EXERCISE: Would you please output the lines of the data below from the one containing "the steam rising" to the end, exactly and with nothing added?

Start of Block

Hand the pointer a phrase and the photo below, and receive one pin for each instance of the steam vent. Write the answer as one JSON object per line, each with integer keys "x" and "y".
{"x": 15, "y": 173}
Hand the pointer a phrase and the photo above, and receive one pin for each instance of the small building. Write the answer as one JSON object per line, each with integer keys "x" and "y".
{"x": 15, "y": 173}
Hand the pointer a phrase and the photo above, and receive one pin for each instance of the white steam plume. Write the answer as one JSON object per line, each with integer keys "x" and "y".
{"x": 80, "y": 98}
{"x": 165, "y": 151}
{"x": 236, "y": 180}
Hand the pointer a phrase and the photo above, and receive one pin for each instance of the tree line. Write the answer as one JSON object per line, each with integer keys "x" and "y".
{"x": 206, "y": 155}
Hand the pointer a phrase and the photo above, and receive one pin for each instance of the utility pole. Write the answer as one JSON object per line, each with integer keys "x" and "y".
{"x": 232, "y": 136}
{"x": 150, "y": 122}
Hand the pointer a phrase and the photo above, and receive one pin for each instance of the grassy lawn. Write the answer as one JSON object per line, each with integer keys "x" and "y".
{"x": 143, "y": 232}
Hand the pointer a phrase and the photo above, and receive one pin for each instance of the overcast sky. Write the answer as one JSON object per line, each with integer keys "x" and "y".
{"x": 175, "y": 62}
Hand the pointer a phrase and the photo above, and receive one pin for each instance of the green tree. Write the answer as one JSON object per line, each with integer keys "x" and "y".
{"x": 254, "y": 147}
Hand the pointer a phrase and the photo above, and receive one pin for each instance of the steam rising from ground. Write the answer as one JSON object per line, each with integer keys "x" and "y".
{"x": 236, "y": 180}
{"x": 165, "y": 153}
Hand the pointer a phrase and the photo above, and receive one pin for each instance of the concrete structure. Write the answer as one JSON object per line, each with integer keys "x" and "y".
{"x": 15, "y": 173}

End of Block

FINAL ANSWER:
Hand the pointer a phrase and the photo above, and receive one pin for each instance of the steam rising from ground. Write the answer as one JSON object per line, each with integer keys "x" and "y".
{"x": 236, "y": 180}
{"x": 165, "y": 153}
Hand the pointer a phrase and the photo above, and receive one pin for each instance of the concrete structure. Write the answer as one JSON object per line, each with integer keys "x" and "y".
{"x": 15, "y": 173}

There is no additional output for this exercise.